## Extrait de page
....

Appréciées pour leurs odeurs rafraîchissantes et apaisantes, elles sont très utilisées dans le secteur de la parfumerie et la cosmétique. Pourtant elles sont toutes photosensibilisantes. Cela signifie que la peau sur laquelle est appliquée un produit contenant une huile essentielle d’agrumes va réagir avec les UV du soleil et induire des rougeurs, voire des plaques urticantes jusqu’à de potentielles brûlures.
L’huile essentielle d’arbre à thé (Tea tree - Melaleuca alternifolia)
Recommandée contre l’acné de l’adulte et les problèmes de peau, cette huile essentielle est suspectée de mimer l’action de l’hormone féminine, l'œstrogène. Elle pourrait donc agir comme un perturbateur endocrinien. L’alerte a été donnée en 2018, lors du congrès annuel de la Société Américaine d’Endocrinologie, où des cas d’adolescents présentant un développement mammaire (gynécomastie masculine) avaient été signalés. Le développement mammaire anormal a été directement corrélé à l’usage de produits cosmétiques contenant de l’huile essentielle d’arbre à thé, car après l’arrêt total de l’application de ces produits, le développement mammaire a fini par régresser pour totalement disparaitre.
Les bonnes pratiques
Les huiles essentielles peuvent donc être bien utiles… A condition de les utiliser en toute connaissance de cause. Comment en profiter en toute sécurité ? D’abord, à la moindre hésitation, on se rapproche de son pharmacien ou de son médecin ou même des médecins des centres anti-poisons. Il n’y a jamais de question bête !
La rigueur et la précision s'expriment dans le choix de l’huile essentielle. Comment ? D'abord, pas question de lui donner un petit nom : pour les différencier et éviter de se tromper, on regarde toujours le nom latin ! Par exemple, l’huile essentielle d’eucalyptus est beaucoup trop générique, car dans le monde des huiles essentielles, on va trouver :
L’eucalyptus citronné (latin : Eucalyptus citriodora)

....

## Actions à mener
1. Reproduisez le passage du texte sur les huiles essentielles commençant par « Appréciées pour leurs » et allant jusqu'à « de potentielles brûlures. ».
2. Poursuivez le texte sur les huiles essentielles à la suite de sa dernière phrase.

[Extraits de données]
....

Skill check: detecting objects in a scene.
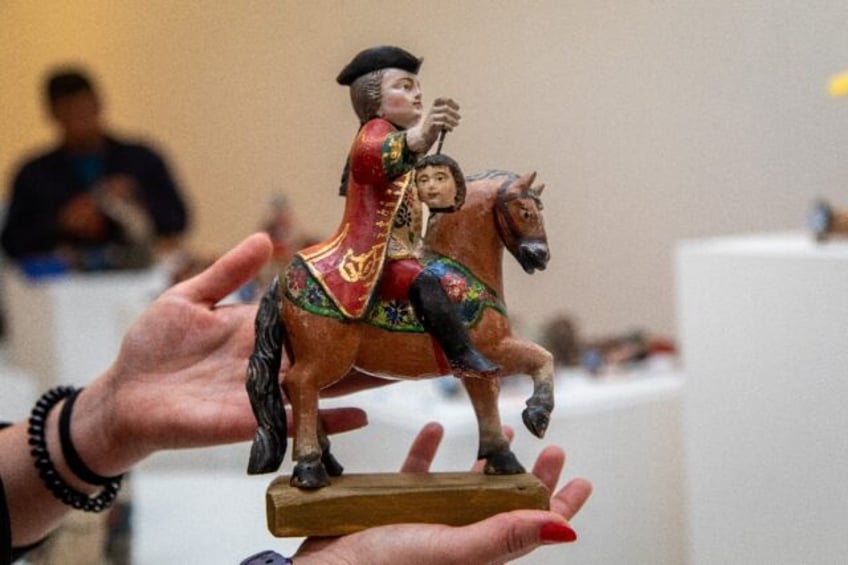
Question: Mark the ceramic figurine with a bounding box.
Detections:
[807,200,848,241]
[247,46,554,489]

....

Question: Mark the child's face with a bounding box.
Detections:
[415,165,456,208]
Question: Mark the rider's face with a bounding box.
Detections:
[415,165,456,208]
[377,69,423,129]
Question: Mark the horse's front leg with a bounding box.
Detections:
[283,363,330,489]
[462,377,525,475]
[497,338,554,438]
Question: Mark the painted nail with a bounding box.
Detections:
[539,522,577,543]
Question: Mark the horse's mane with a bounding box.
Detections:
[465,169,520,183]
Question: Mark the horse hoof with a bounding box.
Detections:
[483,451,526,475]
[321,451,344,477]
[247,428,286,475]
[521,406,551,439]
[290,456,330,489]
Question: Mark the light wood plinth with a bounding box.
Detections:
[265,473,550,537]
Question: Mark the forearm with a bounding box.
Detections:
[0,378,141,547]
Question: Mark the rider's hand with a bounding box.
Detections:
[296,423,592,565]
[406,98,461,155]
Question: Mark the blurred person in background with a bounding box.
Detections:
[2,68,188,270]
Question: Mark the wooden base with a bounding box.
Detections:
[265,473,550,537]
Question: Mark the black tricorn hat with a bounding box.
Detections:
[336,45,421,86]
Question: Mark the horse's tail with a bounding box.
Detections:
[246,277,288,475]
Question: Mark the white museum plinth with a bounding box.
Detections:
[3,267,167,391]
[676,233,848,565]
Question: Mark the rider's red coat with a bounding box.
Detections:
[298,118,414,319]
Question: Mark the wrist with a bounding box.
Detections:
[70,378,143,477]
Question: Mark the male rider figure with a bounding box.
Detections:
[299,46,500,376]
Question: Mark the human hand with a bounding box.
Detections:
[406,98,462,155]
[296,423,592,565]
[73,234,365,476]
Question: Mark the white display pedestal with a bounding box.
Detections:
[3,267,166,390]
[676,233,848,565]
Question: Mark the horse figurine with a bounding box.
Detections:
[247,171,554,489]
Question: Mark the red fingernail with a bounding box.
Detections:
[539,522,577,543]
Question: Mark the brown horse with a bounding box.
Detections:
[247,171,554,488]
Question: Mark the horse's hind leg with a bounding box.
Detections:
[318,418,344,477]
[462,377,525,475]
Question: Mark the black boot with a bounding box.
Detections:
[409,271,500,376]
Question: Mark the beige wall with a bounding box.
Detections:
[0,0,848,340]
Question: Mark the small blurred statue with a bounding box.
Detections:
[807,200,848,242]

....

## Réponses dans l'ordre
1.
Appréciées pour leurs odeurs rafraîchissantes et apaisantes, elles sont très utilisées dans le secteur de la parfumerie et la cosmétique. Pourtant elles sont toutes photosensibilisantes. Cela signifie que la peau sur laquelle est appliquée un produit contenant une huile essentielle d’agrumes va réagir avec les UV du soleil et induire des rougeurs, voire des plaques urticantes jusqu’à de potentielles brûlures.

2.
L'eucalyptus globuleux (latin : Eucalyptus globulus)
L’eucalyptus mentholé (latin : Eucalyptus dives)
l’eucalyptus radié (latin : Eucalyptus radiata)
Toutes ces huiles essentielles sont différentes, avec leurs spécificités !
On regarde aussi le chémotype, la carte d’identité d’une huile essentielle. Une même plante (même espèce et même genre) ne donnera pas la même huile essentielle selon le climat et le sol où elle pousse. Il se murmure que la menthe poivrée (Mentha Piperita) cultivée en France est la meilleure ! Alors que les États-Unis sont le premier producteur mondial.
En plus, on vous recommande d’être aussi bien au clair avec ces informations :
Les vertus et les contre-indications, notamment avec les populations vulnérables.
Les modes d'administration conseillés et déconseillés (voie orale, voie cutanée directe ou en mélange avec une huile végétale). N’appliquer jamais sur les muqueuses et lavez-vous toujours bien les mains après usage !
La posologie (le nombre de gouttes, la fréquence de prise et la durée).
Autre conseil, comme les huiles essentielles sont de véritables concentrés de principes actifs, évitez de les mélanger entre elles. Pour commencer, privilégiez le mono-usage, une seule huile essentielle à la fois. Dès que vous gagnerez en expérience et en connaissances, vous pourrez explorer la synergie des huiles essentielles. Mais il faudra faire preuve de patience et de pour découvrir cet univers !
Pour en savoir plus sur les particularités des huiles essentielles quelques références à explorer:
Les ouvrages grand public de la pharmacienne Danièle Festy, aux Éditions Le Duc.
Le site de l’Agence nationale de sécurité sanitaire (Anses) pour ses articles sur la prévention des risques.
Le site du VIDAL, la base de données sur les médicaments et substances actives.
Pour les plus curieux : les archives ouvertes de publications scientifiques (rédigées en français ou anglais).